__COSA FARE__
(a) Nel brano sul terrorismo e l'Europa, che cosa vuole mettere a disposizione delle Forze dell'Ordine il Governo italiano?
(b) Per ognuna di queste frasi, di' se va d'accordo con il brano sul terrorismo e l'Europa, rispondendo sì o no e citando le parole del brano che lo decidono. (i) La creazione del database viene descritta come l'ultimo passo del processo europeo. (ii) Le forze conservatrici pensano a un ritorno alla moneta nazionale. (iii) Secondo il brano, il Belgio non va lasciato da solo in questo momento.
(c) Riprendi il brano sul terrorismo e l'Europa e vai avanti dall'ultima frase.

__BRANO__
La forza del terrorismo islamico sta proprio nel fatto di colpire l’Europa nelle sue divisioni e nella sua fragilità, nelle sue divisioni e nelle sue lotte intestine per uno spicchio di potere.

L’idea portata avanti dal Governo italiano di mettere a disposizione delle Forze dell’Ordine un database comune dove sono schedati i terroristi è di fatto il primo passo per la costruzione di un processo comune europeo che non solo non lasci da solo il Belgio in questo frangente ma dimostri allo Stato Islamico che l’Unione Europea non si divide sotto i colpi del terrorismo.

La creazione del database tuttavia è solo il primo passo in direzione di quel processo di costruzione dell’Unione Europea che sino a questo momento è stato lasciato tronco, facendo emergere un forte sentimento anti europeista rappresentato dalle forze conservatrici della politica che di fronte alla crisi pensano ad un ritorno alla moneta nazionale ed ai dazi abbandonando del tutto il progetto di una moneta comune di un mercato comune europeo.

__MATERIALE FORNITO__

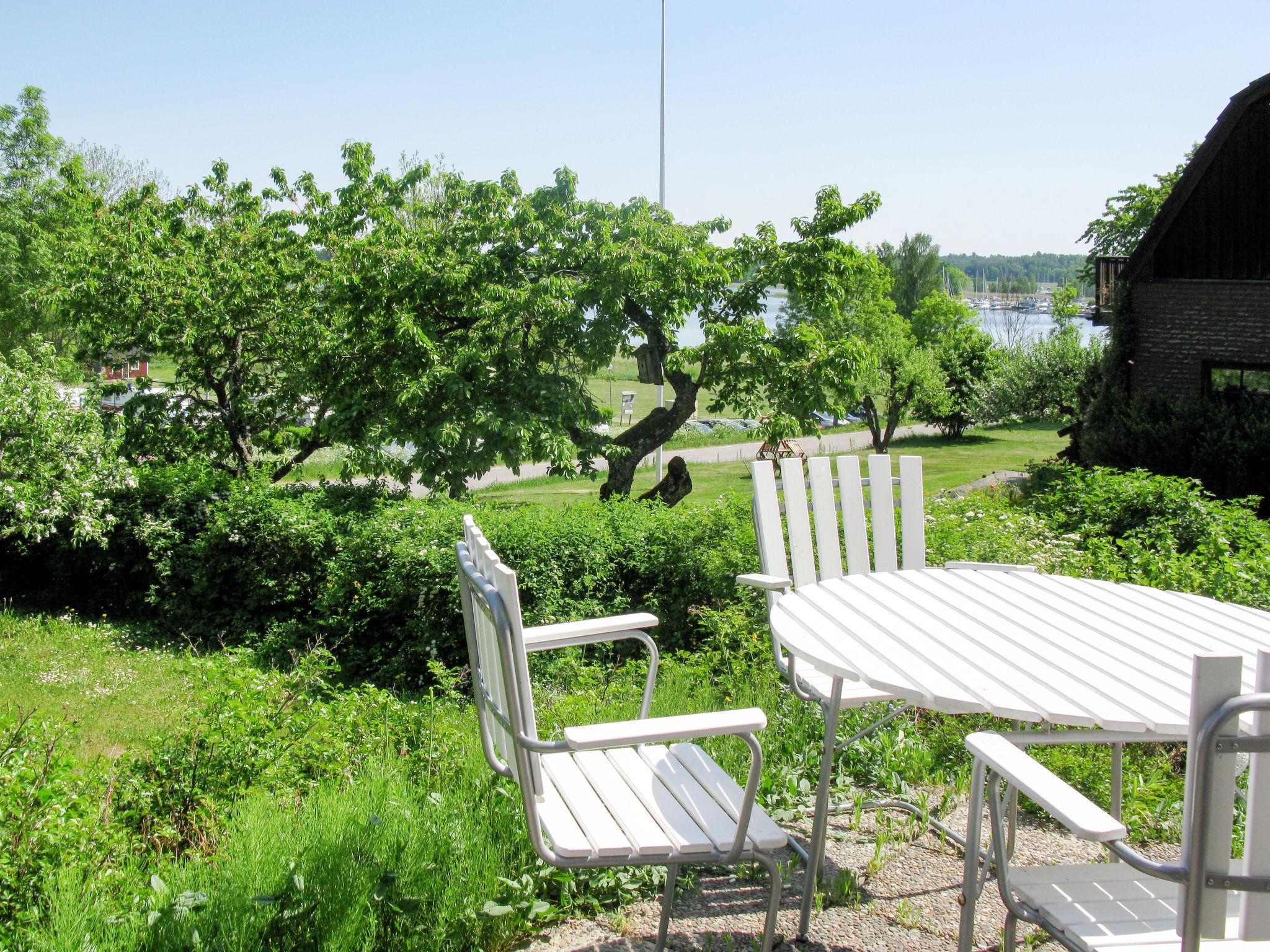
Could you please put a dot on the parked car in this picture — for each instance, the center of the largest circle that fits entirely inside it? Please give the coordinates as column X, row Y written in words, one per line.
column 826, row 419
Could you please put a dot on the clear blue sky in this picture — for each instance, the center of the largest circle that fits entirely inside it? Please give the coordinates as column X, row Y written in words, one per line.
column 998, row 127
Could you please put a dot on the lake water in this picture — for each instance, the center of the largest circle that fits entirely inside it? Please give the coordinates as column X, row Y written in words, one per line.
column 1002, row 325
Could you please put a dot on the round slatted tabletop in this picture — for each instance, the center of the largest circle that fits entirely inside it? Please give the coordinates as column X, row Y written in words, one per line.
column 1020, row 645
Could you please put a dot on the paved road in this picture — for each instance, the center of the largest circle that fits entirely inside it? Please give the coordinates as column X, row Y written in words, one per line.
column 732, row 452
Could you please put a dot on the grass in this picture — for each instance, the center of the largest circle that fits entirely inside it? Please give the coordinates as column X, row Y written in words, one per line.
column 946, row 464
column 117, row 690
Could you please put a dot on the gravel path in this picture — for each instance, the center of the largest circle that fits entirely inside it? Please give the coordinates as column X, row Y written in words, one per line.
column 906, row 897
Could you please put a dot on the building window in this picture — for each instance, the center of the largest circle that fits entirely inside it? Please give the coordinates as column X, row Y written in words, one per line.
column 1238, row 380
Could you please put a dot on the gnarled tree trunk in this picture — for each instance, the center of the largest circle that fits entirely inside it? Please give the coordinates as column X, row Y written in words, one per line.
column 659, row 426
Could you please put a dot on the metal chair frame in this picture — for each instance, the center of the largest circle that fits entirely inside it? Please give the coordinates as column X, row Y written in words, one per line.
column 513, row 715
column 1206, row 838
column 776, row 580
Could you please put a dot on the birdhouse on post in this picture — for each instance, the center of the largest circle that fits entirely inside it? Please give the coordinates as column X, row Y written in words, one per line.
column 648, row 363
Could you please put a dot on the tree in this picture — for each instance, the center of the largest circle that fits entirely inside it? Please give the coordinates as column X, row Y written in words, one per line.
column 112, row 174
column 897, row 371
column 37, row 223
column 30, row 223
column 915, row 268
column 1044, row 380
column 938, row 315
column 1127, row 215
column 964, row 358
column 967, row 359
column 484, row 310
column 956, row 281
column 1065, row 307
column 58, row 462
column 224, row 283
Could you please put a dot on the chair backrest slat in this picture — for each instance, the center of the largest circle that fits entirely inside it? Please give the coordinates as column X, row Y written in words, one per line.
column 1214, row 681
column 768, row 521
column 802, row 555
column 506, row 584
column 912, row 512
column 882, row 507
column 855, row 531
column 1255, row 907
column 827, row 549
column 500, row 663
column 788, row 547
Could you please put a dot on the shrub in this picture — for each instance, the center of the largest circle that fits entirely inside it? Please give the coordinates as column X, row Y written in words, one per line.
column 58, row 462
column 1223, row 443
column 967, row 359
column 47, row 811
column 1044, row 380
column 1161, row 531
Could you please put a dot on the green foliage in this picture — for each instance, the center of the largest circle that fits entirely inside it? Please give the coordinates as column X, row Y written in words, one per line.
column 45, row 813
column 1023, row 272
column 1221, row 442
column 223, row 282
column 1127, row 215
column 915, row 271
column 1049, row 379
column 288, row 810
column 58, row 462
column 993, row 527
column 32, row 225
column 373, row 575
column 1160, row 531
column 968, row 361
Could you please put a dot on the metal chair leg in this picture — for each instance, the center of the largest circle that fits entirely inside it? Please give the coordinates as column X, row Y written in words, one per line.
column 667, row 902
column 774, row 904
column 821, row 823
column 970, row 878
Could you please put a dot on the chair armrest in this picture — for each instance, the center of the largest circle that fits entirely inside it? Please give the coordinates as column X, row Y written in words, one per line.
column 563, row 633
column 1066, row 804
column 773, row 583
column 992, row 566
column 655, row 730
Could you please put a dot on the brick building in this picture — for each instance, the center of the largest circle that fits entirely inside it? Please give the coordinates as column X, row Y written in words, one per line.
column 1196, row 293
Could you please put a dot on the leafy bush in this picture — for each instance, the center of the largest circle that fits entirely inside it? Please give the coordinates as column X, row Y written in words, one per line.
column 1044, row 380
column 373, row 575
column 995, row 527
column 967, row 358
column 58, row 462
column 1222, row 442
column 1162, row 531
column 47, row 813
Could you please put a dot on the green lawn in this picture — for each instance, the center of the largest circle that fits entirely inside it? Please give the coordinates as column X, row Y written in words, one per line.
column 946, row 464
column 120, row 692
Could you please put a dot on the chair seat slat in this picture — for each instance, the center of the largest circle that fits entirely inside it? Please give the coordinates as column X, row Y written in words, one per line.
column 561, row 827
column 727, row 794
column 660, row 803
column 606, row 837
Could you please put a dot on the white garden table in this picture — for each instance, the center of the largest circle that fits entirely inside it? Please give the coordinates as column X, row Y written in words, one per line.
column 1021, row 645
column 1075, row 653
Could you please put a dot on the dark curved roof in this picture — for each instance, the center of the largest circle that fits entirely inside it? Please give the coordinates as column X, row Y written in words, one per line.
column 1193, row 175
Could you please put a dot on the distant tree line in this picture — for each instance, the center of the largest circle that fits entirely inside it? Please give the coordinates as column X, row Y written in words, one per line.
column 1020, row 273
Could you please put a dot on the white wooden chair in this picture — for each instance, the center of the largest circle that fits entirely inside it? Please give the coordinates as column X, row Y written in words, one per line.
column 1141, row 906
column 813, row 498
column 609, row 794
* * *
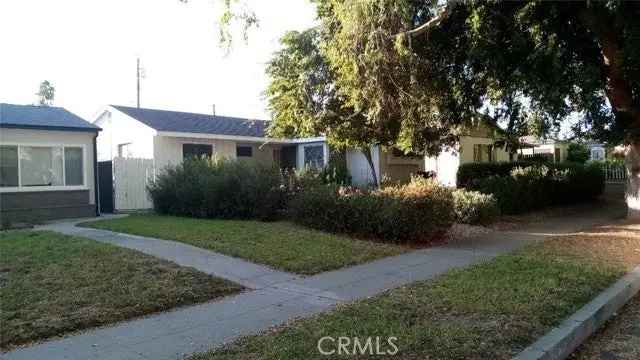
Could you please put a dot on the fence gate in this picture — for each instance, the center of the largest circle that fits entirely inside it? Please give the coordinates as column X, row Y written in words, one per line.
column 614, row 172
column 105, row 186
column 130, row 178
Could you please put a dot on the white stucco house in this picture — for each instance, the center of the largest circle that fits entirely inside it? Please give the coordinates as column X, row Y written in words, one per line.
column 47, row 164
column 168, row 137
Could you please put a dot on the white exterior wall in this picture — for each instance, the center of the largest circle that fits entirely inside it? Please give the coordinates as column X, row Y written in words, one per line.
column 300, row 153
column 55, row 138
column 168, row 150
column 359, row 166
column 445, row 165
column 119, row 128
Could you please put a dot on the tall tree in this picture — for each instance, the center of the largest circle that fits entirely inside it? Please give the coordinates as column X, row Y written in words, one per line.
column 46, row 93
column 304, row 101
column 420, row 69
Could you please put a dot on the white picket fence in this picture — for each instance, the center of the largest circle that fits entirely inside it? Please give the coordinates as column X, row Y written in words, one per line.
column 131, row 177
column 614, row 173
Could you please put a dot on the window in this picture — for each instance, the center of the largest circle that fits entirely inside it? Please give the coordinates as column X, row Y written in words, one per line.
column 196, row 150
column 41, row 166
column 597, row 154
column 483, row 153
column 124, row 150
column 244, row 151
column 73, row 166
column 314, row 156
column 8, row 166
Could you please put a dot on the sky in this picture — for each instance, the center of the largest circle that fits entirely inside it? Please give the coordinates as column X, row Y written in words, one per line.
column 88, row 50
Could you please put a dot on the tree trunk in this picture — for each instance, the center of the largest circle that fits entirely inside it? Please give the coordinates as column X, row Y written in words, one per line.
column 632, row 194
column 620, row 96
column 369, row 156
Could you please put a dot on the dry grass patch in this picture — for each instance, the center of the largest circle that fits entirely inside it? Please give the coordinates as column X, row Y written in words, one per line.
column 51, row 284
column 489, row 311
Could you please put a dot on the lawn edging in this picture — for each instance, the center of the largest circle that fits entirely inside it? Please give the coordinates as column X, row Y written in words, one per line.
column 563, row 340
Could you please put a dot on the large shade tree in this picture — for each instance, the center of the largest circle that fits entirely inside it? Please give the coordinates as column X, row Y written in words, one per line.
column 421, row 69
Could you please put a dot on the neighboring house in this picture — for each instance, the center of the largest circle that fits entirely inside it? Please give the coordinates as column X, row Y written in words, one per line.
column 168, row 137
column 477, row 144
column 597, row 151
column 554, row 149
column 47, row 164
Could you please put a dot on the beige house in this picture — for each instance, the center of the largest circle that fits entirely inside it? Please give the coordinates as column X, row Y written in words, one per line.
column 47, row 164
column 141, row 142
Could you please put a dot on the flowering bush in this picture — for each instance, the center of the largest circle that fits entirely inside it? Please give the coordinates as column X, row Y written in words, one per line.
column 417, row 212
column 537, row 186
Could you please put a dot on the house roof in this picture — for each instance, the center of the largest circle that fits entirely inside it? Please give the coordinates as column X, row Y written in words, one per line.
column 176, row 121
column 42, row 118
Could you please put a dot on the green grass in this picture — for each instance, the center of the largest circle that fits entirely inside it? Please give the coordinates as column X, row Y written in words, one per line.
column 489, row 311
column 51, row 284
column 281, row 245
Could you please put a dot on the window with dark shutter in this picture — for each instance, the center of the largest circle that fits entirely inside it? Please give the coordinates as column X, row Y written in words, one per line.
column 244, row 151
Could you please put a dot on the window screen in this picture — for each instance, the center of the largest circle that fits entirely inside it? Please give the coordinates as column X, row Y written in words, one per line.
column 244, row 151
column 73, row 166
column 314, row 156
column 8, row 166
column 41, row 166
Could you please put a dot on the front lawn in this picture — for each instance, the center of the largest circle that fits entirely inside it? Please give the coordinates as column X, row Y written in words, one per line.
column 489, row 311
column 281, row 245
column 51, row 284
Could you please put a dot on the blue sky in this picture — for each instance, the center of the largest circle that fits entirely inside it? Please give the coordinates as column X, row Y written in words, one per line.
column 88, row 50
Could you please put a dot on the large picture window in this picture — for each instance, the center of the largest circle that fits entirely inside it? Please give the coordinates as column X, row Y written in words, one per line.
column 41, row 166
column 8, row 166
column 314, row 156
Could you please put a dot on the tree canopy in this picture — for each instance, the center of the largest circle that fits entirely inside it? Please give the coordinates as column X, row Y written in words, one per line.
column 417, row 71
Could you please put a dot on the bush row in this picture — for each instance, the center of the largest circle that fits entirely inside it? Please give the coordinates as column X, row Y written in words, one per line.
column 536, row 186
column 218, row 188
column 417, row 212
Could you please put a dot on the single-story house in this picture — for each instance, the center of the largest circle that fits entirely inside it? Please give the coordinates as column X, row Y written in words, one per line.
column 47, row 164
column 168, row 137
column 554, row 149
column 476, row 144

__RISPOSTE PER COMPITO__
(a) Un database comune dove sono schedati i terroristi.

(b)
(i) No: "La creazione del database tuttavia è solo il primo passo".
(ii) Sì: "pensano ad un ritorno alla moneta nazionale ed ai dazi".
(iii) Sì: "non solo non lasci da solo il Belgio in questo frangente".

(c)
La globalizzazione, tanto quella economica quanto quella del terrorismo, ci chiede di mettere da parte la nostra sovranità per lavorare ad un progetto più alto che vada in direzione del federalismo europeo, così come l’Unione era stata concepita all’inizio dal Manifesto di Ventotene scritto da Spinelli e Rossi.

Ovviamente perché questo possa avvenire dobbiamo smettere di pensare al Parlamento Europeo un luogo dove ogni Stato pensa a come portare acqua al proprio mulino, ma iniziare a pensare all’Europa come il vero centro della politica europea tanto in materia finanziaria che in politica estera e nel pensare i rapporti con il blocco americano, cinese, indiano ed anche quello russo, partner “naturale” dell’Unione Europea sia per quanto riguarda tanto le strategie per la lotta al terrorismo sia per quanto riguarda gli accordi di politica energetica.

Vorrei provare nel corso del tempo su questo blog di aprire un vero e proprio laboratorio di proposte per arrivare alla costruzione degli Stati Uniti D’Europa condividendo tanto la storia del percorso di unificazione europea quanto le politiche che possono portare alla realizzazione del progetto iniziato a Ventotene e mai terminato.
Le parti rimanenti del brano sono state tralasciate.